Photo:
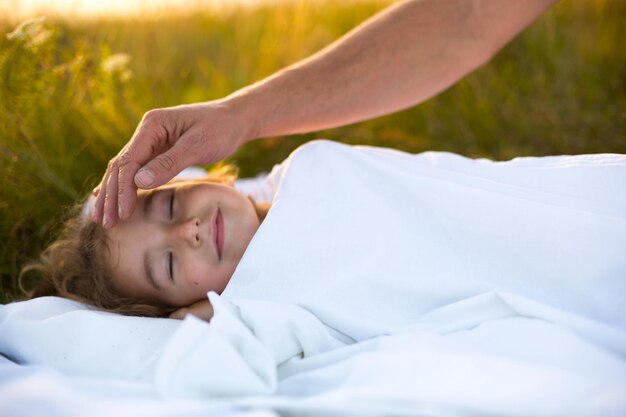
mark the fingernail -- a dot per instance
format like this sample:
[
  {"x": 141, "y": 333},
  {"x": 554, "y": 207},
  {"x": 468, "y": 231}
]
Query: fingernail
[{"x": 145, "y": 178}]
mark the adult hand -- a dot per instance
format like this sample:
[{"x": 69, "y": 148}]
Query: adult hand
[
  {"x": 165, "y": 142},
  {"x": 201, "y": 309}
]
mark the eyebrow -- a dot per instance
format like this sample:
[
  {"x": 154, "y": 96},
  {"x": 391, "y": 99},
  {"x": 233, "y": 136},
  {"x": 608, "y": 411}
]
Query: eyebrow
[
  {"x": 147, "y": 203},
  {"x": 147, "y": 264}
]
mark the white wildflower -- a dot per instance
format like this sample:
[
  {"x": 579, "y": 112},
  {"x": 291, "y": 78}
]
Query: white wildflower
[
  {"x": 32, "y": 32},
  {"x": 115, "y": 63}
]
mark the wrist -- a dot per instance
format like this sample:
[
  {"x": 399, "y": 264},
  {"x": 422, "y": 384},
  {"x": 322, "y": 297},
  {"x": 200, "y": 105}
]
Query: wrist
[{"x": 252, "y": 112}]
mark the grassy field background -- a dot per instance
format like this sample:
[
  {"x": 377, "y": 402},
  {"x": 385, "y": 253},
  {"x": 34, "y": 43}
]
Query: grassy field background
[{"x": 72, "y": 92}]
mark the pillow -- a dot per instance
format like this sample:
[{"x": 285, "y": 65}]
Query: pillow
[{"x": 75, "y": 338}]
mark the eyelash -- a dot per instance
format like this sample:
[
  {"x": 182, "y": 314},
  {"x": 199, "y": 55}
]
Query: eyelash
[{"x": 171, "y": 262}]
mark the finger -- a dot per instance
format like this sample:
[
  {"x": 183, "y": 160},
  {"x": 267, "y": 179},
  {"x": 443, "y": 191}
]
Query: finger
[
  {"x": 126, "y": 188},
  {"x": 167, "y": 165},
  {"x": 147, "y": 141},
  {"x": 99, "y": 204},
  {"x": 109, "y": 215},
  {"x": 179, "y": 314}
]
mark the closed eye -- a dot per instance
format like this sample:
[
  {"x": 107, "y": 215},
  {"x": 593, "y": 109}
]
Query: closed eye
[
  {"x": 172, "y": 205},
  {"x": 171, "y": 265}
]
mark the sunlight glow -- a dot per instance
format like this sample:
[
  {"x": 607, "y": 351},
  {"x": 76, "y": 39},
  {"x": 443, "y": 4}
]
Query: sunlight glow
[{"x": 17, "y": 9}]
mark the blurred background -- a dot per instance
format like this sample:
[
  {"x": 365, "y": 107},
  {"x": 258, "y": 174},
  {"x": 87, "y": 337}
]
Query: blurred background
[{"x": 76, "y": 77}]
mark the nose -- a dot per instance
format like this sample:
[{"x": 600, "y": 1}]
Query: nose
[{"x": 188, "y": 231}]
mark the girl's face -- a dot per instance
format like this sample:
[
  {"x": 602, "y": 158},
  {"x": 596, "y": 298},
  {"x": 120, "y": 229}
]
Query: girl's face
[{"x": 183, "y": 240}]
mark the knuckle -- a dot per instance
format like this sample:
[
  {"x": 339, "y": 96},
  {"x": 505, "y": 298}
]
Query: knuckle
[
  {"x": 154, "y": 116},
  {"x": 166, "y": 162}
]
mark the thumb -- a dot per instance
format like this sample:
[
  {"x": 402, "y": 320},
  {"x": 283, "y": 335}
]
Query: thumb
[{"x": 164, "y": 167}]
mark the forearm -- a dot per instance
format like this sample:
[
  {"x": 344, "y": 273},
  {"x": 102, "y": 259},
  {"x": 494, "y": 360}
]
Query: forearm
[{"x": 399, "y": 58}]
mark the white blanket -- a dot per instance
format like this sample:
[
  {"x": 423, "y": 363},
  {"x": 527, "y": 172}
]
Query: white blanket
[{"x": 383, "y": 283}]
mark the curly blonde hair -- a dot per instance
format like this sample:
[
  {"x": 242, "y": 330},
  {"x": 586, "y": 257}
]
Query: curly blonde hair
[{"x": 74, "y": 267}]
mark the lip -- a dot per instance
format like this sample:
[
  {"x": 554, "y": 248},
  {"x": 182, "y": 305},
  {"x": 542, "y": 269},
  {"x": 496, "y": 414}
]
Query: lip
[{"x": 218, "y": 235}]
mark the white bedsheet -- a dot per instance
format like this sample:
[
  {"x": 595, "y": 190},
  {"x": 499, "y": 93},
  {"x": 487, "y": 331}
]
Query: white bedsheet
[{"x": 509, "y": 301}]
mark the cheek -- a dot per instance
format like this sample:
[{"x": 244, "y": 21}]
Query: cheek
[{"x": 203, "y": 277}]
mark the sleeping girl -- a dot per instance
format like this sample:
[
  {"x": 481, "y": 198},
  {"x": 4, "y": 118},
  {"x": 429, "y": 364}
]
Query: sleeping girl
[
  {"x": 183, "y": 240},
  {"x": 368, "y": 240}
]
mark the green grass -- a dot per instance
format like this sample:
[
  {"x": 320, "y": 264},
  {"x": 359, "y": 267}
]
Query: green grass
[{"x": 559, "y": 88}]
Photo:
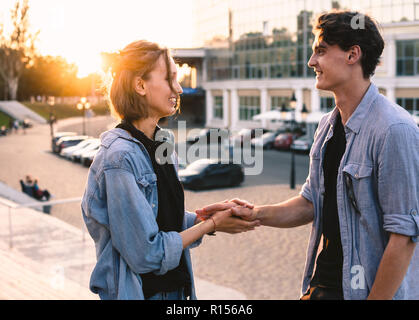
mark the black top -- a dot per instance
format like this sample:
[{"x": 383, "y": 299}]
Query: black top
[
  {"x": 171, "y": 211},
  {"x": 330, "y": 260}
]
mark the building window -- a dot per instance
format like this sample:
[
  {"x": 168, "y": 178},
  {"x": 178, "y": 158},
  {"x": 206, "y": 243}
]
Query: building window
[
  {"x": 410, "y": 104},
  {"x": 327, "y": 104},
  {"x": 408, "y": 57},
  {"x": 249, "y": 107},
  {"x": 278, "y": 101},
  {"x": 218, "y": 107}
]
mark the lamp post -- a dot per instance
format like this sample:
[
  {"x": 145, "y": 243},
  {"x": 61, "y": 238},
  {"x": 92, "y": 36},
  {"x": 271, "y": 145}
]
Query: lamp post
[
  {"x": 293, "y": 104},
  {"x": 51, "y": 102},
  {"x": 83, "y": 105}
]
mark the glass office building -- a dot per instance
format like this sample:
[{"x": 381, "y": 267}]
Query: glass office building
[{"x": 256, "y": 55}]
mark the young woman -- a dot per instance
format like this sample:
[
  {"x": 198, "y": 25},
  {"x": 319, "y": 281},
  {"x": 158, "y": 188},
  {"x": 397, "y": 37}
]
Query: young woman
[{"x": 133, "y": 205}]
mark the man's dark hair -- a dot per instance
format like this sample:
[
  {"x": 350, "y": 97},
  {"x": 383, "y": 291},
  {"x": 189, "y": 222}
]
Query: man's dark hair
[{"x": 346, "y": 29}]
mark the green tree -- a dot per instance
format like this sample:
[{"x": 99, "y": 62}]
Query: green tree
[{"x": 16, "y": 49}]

* * *

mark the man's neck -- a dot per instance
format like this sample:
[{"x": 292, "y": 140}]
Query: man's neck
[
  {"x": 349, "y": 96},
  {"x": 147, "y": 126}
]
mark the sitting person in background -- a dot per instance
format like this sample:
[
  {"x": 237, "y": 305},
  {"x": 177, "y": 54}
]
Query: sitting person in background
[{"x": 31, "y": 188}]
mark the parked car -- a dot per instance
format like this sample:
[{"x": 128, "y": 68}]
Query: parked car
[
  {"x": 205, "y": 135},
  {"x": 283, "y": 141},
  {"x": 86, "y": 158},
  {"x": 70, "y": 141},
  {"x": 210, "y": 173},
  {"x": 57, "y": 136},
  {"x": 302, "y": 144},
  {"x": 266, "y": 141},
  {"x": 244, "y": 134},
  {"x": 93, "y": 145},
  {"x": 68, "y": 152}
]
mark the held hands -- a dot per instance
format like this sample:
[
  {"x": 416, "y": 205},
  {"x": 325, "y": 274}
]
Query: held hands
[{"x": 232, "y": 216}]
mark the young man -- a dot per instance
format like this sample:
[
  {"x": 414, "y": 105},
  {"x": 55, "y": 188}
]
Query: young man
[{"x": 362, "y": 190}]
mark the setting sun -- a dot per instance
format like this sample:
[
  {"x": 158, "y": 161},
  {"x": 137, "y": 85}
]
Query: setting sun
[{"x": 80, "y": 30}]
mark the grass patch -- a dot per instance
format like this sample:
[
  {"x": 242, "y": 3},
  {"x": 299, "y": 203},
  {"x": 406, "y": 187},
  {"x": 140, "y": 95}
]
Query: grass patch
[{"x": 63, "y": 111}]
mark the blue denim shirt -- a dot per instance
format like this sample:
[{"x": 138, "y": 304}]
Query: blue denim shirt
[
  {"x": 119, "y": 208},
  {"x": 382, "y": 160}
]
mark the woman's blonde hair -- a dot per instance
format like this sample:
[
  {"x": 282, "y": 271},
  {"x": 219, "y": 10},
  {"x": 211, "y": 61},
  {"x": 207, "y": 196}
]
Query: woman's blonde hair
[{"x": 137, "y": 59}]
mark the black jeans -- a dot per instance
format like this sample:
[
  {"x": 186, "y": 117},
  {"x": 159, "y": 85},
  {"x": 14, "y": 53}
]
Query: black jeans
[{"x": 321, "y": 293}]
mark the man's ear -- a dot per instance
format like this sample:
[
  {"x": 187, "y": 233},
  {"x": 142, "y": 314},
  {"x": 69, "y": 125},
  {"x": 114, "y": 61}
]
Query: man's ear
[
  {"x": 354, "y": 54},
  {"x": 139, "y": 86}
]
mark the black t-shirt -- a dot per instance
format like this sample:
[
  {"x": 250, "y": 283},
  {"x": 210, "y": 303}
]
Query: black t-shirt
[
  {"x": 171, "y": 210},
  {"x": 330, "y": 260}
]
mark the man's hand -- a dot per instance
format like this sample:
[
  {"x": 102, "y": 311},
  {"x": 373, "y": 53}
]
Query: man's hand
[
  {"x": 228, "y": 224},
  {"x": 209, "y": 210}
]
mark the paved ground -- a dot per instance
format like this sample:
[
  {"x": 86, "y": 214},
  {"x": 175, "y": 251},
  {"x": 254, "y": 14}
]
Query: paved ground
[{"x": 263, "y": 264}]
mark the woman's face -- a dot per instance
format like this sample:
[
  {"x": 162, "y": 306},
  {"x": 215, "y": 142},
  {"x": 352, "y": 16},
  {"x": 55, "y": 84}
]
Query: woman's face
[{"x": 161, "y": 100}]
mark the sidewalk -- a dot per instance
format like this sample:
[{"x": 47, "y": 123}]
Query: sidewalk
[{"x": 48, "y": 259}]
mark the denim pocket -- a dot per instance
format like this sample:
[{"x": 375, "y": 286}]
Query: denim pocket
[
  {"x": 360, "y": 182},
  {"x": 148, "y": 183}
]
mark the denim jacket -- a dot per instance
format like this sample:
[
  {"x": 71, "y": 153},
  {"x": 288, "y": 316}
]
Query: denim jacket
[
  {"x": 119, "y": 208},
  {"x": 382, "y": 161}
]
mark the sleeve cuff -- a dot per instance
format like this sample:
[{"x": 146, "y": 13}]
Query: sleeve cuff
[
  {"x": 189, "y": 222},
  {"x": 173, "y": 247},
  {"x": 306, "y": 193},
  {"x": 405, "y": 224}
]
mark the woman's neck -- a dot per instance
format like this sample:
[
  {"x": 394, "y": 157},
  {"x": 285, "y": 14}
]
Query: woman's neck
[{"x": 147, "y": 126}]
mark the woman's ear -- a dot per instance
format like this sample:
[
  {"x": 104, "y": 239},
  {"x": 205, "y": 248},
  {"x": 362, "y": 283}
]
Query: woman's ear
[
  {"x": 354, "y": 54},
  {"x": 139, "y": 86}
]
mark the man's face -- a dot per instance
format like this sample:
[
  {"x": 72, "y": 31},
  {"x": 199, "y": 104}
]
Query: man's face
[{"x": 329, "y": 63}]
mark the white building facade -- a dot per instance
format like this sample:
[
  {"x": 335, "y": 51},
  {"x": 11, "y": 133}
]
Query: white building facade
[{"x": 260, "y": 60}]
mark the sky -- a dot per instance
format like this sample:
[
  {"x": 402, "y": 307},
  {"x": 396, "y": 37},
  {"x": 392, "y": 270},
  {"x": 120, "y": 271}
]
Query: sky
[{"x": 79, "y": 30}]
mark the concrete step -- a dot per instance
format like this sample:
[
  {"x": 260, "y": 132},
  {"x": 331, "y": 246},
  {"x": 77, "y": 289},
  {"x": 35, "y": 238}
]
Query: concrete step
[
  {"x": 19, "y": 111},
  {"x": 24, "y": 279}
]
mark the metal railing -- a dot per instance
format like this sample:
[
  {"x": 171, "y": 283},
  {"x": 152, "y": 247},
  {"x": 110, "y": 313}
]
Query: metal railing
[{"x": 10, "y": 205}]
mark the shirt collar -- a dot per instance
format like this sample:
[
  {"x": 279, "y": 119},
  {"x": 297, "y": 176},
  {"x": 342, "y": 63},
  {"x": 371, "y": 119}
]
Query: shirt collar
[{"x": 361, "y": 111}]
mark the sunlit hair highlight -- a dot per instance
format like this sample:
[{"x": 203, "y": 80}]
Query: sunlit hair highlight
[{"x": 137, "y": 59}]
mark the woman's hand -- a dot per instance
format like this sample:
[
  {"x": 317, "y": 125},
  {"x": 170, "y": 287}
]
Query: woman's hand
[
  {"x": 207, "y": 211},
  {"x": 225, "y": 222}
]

--

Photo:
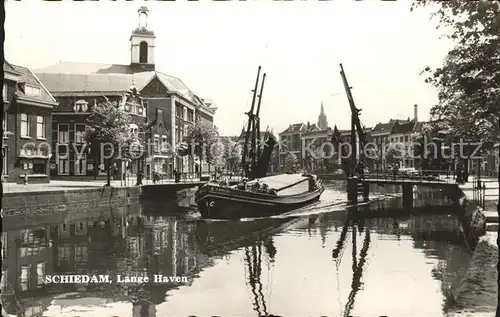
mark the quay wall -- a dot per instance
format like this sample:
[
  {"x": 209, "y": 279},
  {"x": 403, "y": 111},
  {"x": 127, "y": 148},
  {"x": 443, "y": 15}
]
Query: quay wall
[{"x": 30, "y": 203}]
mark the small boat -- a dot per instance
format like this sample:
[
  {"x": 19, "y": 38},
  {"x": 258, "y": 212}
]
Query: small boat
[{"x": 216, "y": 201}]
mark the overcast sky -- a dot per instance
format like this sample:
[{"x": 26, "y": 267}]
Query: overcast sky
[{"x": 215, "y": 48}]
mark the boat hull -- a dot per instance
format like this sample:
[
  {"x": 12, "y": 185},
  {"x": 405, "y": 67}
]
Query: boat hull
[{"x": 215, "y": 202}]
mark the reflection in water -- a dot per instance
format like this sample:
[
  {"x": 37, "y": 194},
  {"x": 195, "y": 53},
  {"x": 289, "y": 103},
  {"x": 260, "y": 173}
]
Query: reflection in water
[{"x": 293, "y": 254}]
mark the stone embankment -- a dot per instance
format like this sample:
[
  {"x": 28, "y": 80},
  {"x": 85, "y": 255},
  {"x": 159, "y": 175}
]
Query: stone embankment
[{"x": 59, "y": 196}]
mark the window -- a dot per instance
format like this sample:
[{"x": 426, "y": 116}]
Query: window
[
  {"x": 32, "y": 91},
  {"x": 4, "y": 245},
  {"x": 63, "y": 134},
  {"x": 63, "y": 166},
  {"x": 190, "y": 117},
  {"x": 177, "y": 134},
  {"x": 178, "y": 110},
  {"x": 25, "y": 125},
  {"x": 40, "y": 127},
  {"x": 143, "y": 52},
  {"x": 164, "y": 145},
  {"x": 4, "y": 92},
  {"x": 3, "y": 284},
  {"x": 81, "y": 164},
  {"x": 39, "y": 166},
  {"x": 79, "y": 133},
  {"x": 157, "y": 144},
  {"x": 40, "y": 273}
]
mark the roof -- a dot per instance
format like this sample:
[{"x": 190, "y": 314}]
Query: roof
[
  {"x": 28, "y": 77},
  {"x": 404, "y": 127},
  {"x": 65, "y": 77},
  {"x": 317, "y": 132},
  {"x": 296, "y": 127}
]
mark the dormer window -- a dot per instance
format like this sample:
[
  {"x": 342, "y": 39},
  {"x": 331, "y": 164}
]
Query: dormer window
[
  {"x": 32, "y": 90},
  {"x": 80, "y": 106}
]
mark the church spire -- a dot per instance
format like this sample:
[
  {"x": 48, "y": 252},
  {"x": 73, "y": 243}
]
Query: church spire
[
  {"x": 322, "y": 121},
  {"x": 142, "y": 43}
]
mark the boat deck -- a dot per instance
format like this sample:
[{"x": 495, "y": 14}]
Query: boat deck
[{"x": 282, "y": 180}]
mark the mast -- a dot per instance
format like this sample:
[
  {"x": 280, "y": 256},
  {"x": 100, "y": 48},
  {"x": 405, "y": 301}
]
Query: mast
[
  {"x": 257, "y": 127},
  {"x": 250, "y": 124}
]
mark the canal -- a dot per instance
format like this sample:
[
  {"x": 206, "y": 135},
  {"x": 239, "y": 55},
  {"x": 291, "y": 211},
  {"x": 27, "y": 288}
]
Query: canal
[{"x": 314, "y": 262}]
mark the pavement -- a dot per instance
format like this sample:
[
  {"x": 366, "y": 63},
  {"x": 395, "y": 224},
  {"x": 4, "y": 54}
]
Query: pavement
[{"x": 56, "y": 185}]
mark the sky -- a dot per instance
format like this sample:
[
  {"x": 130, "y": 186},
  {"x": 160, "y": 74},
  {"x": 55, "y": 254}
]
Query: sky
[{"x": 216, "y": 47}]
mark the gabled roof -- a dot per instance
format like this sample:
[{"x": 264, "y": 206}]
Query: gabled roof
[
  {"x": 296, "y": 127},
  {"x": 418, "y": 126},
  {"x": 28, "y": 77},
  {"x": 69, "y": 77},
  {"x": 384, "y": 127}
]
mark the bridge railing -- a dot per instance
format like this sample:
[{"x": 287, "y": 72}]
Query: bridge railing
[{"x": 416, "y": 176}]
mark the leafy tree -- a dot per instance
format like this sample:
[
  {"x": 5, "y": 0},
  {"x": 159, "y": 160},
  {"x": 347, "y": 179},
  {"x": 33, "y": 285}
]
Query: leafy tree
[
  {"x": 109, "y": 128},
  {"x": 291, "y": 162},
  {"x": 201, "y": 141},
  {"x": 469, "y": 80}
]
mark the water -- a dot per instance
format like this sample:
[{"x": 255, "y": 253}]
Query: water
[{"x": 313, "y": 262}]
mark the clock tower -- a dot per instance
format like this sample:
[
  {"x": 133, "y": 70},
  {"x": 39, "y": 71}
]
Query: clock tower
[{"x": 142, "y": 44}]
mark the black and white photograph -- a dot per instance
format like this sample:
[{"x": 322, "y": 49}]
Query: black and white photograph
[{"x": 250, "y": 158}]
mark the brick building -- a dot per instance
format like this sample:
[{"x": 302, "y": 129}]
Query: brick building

YOUR OBJECTIVE — Throughout the material above, find each line with "brick" and return it.

EXERCISE OUTPUT —
mark the brick building -- a dot per instance
Query: brick building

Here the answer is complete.